Excerpted passage —
====
Parameter estimation in an ODE system using GEKKO

Question

I have a system of nonlinear Ordinary Differential Equations that has 3 parameters as inputs: mu, target, and omega. I am trying the estimate these parameters by minimizing the least squared error between my observed values and the output of the ODE system (x5). I have tried different objective functions as well as different IMODES but the solution never converged. Besides, as I always get no solution found error, I cannot see what the closest best parameters are. Do you have any suggestions for my optimization problem? Thanks!

Here is my yData

My code is:

import numpy as np
import matplotlib.pyplot as plt
from gekko import GEKKO
import pickle 

with open('y_observed','rb') as f:
    yData = pickle.load(f)

m = GEKKO()
dt = 0.001
m.time = np.arange(0,1.5,dt)

# Parameters
mu = m.FV(value=0.2, lb=-0.1, ub=1)
omega = m.FV(value=70, lb=0, ub=100)
target = m.FV(value=0.1, lb=-1, ub=3)

# Variables
x1 = m.Var(value=0)
x2 = m.Var(value=0.05)
x3 = m.Var(value=0)
x4 = m.Var(value=0)
x5 = m.Var(value=0.05)
x6 = m.Var(value=0)
y = m.Param(value = yData)
m.Minimize((y-x5)**2)

# Constants 
A = 75
B = 70
C = 45

# ODEs
m.Equation(x1.dt()== 1-x1)
m.Equation(x2.dt()== x3)
m.Equation(x3.dt()== x1*70*(x1*B*0.25*(target-x2) - x3))
m.Equation(x4.dt()== C*(mu - x4))
m.Equation(x5.dt()== A*1.0/np.abs(mu)*(x4 - ((x5-x2)**2 + x6**2))*(x5-x2) - omega*x6)
m.Equation(x6.dt()== A*1.0/np.abs(mu)*(x4 - ((x5-x2)**2 + x6**2))*x6 + omega*(x5-x2))
====
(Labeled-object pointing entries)
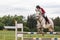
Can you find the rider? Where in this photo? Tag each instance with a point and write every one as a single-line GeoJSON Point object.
{"type": "Point", "coordinates": [38, 8]}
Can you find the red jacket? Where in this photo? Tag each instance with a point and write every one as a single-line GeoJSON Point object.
{"type": "Point", "coordinates": [43, 11]}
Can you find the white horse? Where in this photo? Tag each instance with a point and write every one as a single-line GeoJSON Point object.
{"type": "Point", "coordinates": [41, 25]}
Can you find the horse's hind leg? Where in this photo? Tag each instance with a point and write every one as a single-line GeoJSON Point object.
{"type": "Point", "coordinates": [51, 30]}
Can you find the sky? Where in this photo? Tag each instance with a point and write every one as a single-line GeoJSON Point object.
{"type": "Point", "coordinates": [27, 7]}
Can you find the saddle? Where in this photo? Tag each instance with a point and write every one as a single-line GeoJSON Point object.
{"type": "Point", "coordinates": [46, 19]}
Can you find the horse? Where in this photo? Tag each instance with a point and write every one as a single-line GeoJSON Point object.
{"type": "Point", "coordinates": [41, 25]}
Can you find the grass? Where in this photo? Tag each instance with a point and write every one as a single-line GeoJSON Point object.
{"type": "Point", "coordinates": [40, 36]}
{"type": "Point", "coordinates": [10, 35]}
{"type": "Point", "coordinates": [7, 35]}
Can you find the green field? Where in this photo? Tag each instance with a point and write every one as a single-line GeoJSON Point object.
{"type": "Point", "coordinates": [10, 35]}
{"type": "Point", "coordinates": [7, 35]}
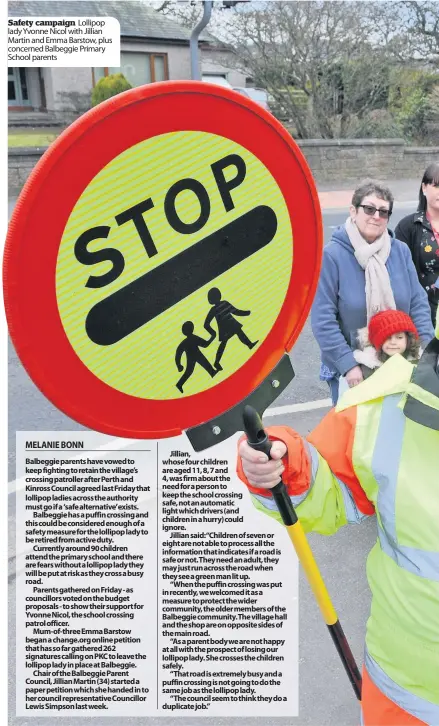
====
To-do list —
A. Could you render the entries as a Markdown table with the columns "No." and "Line", beginning at the line that has "Can you find the green" and running through the end of the entries? Skip blank lines, and leave the pictures out.
B. Can you finish out the next part of the GEKKO parameter-estimation thread, picking up right after its last line?

Written answers —
A.
| No. | Line |
|---|---|
| 1 | Can you find the green field? Where in this photo? Tag each instance with a point and write every one as a single-line GeoJSON Point object. |
| 2 | {"type": "Point", "coordinates": [10, 35]} |
| 3 | {"type": "Point", "coordinates": [7, 35]} |

B.
#Application options
m.options.SOLVER = 3 #APOPT solver
m.options.IMODE = 5 #Dynamic Simultaneous - estimation
m.options.EV_TYPE = 2 #absolute error
#m.options.NODES = 3 #collocation nodes (2,5)

if True:
    mu.STATUS=1
    target.STATUS=1
    omega.STATUS=1

m.solve(disp=True)

print('Objective: ' + str((x5-yData)**2))

print('Solution')
print('mu = ' + str(mu.value[0]))
print('omega = ' + str(omega.value[0]))
print('target = ' + str(target.value[0]))

plt.figure(1)

plt.subplot(2,1,1)
plt.plot(m.time,x5.value,'k:',LineWidth=2,label=r'$x_5$')
plt.plot(m.time,yData,'b-',LineWidth=2,label=r'$yData$')
plt.ylabel('Value')
plt.legend(loc='best')

plt.subplot(2,1,2)
plt.plot(m.time,mu.value,'r-',LineWidth=2,label=r'$mu$')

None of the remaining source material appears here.